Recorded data
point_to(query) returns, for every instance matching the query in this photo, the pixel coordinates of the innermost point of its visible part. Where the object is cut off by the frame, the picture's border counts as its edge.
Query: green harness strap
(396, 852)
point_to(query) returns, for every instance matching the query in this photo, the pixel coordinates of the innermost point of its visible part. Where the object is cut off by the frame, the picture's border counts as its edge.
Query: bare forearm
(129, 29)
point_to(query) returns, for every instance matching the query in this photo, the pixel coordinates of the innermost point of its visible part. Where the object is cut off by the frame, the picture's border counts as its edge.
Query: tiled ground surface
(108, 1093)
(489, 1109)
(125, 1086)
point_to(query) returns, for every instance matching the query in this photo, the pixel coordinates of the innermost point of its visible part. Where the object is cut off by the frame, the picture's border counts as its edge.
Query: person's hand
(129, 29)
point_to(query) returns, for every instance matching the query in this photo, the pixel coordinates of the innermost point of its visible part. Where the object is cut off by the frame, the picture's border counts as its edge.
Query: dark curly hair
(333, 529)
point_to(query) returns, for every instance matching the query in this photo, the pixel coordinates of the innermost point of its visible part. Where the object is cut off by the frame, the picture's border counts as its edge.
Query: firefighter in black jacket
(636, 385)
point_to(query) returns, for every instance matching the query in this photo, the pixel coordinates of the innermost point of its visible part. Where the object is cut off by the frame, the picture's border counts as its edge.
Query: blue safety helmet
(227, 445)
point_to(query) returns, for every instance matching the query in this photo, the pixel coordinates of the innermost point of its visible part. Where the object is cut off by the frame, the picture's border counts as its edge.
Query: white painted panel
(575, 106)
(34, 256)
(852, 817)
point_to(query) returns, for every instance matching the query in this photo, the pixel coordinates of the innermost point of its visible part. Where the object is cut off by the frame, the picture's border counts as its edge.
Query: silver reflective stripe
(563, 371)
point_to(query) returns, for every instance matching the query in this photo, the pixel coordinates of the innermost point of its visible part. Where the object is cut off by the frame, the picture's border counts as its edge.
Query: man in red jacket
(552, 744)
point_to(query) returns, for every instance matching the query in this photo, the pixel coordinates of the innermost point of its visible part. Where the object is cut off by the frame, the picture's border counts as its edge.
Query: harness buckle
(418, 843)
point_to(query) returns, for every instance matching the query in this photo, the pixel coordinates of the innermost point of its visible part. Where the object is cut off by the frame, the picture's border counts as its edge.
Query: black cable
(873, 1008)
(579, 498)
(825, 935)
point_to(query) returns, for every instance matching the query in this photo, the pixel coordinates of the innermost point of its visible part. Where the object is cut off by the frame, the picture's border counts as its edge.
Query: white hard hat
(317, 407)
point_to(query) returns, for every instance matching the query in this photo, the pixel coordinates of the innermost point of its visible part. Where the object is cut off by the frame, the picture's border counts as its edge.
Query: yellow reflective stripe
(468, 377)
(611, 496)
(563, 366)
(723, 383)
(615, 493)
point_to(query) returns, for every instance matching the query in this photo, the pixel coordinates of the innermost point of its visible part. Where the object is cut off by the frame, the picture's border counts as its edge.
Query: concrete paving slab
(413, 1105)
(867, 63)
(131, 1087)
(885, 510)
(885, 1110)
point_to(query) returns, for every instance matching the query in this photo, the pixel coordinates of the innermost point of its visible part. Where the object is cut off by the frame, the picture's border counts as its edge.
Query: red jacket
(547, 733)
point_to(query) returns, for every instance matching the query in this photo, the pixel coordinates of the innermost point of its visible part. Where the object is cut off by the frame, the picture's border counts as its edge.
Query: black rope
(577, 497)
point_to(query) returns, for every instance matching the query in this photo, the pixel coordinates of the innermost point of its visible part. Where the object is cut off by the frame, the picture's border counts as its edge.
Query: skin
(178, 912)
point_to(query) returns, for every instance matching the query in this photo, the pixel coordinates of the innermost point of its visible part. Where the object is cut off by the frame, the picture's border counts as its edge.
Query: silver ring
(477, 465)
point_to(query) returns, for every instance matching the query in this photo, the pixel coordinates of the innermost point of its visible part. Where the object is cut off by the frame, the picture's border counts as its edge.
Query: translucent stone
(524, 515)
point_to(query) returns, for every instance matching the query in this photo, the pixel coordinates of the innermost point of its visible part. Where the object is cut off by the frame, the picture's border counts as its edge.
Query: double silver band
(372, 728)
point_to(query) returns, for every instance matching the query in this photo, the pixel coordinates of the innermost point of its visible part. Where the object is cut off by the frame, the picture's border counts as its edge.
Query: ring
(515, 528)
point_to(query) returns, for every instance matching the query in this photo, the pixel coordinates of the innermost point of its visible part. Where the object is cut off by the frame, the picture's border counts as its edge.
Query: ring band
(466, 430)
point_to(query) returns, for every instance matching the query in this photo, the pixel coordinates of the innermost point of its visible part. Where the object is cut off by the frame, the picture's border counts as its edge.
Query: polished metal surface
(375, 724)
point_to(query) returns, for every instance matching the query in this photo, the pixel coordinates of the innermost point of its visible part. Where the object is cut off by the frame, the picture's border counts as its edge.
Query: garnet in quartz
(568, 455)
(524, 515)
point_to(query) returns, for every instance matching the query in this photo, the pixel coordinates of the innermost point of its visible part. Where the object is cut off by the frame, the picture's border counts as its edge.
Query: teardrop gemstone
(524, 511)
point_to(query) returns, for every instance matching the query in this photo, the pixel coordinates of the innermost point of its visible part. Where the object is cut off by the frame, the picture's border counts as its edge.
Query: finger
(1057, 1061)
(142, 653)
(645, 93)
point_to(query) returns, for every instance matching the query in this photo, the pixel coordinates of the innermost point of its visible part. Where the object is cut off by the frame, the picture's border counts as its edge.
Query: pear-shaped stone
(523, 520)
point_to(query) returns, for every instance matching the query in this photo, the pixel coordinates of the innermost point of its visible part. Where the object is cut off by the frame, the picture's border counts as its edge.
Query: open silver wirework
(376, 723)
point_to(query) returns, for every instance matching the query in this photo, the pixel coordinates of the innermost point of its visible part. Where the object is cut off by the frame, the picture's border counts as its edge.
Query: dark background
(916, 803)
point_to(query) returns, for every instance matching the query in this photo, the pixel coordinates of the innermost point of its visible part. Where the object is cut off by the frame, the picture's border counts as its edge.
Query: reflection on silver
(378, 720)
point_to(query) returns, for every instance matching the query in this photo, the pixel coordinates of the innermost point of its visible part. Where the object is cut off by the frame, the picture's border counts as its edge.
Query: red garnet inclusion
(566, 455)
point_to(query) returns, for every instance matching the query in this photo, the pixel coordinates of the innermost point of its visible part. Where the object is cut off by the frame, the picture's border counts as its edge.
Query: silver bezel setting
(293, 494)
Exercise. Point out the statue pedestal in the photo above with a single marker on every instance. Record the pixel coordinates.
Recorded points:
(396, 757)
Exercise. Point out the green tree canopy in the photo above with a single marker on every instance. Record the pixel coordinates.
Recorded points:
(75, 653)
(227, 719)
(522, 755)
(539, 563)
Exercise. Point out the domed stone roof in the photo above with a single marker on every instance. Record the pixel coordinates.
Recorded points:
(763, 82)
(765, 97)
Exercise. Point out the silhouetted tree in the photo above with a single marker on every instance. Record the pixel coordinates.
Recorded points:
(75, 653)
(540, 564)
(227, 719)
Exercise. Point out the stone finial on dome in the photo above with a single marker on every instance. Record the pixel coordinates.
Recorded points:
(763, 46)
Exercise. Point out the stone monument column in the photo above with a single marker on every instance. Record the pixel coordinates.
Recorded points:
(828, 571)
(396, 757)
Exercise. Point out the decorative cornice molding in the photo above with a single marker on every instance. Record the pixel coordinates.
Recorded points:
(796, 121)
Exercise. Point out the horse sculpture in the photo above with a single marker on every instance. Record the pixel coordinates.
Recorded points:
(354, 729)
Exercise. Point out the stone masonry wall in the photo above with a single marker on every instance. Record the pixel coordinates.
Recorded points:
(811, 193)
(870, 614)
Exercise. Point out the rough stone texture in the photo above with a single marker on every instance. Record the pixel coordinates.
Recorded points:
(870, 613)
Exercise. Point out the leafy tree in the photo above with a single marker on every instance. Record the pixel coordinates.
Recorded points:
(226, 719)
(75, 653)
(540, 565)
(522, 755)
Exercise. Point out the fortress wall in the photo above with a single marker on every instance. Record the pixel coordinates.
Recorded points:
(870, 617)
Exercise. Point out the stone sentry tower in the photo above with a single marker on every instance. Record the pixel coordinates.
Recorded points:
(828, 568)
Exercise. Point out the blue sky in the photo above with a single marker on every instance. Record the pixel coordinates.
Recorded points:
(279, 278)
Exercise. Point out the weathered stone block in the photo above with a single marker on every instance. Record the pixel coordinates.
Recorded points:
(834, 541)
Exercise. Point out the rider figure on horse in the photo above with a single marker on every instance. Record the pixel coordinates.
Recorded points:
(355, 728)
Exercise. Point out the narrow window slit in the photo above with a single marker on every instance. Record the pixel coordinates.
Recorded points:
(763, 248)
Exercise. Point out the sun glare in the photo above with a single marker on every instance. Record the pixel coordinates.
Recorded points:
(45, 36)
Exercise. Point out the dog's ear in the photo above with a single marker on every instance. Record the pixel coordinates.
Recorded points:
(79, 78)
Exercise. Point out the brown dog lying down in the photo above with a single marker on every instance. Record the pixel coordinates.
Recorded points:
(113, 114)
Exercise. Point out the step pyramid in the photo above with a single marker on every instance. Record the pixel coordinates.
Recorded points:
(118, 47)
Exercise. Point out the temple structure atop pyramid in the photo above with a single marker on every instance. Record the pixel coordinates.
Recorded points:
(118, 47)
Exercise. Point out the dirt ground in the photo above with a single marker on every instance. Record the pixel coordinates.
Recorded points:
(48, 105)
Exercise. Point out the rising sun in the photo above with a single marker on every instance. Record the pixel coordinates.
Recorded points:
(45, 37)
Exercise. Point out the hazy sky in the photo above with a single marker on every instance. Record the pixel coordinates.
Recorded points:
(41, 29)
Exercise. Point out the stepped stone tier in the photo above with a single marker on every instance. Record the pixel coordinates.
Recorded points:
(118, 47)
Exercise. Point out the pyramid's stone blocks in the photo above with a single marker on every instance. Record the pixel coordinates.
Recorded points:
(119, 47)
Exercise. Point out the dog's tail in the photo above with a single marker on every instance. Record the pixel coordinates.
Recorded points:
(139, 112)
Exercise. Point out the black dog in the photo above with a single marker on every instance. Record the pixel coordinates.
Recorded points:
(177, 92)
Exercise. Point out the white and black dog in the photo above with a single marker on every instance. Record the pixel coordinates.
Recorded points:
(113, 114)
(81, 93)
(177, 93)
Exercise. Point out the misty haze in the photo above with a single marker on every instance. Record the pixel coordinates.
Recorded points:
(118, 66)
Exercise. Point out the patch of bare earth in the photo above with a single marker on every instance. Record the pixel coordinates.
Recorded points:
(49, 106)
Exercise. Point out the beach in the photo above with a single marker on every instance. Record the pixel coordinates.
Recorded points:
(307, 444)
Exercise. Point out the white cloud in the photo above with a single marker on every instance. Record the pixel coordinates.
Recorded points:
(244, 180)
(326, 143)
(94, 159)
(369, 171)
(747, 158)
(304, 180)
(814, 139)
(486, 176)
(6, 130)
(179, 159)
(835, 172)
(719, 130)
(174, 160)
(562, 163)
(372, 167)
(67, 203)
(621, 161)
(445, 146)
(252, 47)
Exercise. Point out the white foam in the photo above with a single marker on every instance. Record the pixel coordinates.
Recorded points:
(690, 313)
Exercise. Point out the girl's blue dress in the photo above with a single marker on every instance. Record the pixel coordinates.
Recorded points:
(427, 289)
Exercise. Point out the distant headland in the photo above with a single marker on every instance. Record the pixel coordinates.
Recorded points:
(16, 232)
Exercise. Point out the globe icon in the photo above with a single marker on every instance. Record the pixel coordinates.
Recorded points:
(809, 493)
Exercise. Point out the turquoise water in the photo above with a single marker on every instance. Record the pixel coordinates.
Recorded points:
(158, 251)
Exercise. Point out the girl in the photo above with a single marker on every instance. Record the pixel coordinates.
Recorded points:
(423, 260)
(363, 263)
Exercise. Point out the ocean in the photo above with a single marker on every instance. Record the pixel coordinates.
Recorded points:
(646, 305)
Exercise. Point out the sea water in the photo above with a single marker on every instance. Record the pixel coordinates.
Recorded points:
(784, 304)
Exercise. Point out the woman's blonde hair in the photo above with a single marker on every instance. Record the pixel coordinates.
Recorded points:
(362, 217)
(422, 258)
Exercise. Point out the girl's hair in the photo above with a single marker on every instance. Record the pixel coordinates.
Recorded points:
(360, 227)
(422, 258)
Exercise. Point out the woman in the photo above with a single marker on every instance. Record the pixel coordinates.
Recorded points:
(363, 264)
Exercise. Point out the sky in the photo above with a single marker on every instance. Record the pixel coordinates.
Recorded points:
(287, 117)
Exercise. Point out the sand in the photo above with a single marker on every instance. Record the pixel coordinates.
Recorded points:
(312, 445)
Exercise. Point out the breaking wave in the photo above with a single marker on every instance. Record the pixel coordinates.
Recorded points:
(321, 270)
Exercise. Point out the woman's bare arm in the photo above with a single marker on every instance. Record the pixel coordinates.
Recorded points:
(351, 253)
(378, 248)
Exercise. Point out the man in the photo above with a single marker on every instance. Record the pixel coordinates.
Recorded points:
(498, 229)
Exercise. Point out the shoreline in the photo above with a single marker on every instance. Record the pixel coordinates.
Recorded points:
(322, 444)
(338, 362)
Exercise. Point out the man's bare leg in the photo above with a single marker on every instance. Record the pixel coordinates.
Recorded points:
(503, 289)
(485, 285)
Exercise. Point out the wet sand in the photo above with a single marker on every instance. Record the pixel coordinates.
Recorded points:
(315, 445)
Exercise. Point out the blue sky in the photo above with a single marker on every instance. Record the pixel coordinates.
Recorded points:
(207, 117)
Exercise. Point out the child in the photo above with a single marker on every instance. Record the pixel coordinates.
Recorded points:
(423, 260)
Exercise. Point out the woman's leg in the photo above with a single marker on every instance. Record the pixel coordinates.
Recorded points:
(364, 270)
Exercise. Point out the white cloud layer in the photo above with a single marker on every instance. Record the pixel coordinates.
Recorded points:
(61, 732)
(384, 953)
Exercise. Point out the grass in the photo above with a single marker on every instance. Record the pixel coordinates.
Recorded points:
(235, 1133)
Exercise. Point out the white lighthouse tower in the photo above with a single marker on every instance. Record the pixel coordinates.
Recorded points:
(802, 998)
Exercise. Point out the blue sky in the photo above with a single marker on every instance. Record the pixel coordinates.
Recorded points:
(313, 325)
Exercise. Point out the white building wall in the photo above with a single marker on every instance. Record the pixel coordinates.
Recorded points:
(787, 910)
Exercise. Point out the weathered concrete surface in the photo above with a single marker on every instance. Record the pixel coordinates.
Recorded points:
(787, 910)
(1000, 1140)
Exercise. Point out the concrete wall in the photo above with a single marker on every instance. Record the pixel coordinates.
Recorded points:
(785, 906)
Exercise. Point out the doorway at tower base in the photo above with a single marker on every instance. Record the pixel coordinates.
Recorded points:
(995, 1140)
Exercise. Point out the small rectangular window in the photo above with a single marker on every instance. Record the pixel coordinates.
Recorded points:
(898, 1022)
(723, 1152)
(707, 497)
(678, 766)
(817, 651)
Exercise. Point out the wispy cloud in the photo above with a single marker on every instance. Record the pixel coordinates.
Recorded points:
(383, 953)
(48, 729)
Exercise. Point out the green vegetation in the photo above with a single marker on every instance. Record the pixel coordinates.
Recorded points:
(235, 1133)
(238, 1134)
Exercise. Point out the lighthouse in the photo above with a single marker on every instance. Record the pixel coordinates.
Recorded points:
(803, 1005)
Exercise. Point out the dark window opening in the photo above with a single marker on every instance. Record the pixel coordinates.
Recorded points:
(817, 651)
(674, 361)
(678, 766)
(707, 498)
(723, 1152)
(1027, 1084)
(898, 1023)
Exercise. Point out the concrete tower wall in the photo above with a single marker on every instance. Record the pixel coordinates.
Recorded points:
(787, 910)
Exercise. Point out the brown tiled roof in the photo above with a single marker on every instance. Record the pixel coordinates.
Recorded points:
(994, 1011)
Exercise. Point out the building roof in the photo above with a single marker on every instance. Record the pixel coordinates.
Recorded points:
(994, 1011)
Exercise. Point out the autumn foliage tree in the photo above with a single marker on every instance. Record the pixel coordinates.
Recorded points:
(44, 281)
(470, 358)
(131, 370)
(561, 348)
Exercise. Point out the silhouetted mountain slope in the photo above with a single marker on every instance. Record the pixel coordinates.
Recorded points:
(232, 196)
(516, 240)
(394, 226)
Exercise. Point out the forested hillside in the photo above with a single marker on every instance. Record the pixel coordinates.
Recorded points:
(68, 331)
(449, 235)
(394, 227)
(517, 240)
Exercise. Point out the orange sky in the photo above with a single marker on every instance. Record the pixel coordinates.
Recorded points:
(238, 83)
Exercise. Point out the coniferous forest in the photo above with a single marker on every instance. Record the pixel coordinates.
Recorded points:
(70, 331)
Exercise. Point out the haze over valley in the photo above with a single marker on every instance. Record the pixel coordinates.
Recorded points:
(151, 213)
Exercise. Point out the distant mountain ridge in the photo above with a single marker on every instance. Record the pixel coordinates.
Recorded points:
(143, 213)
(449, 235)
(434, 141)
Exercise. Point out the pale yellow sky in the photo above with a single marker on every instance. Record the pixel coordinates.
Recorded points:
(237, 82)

**TASK BRIEF**
Find every line in the records that uses the string "silhouetted", then copy it.

**TASK ANSWER**
Exercise. Point out the silhouetted tree in the photo above with a single marker on every instance. Record the pixel coordinates.
Exercise. Point out the silhouetted mountain slope in the photo above with a single marker on every instance. Record the pixel coordinates.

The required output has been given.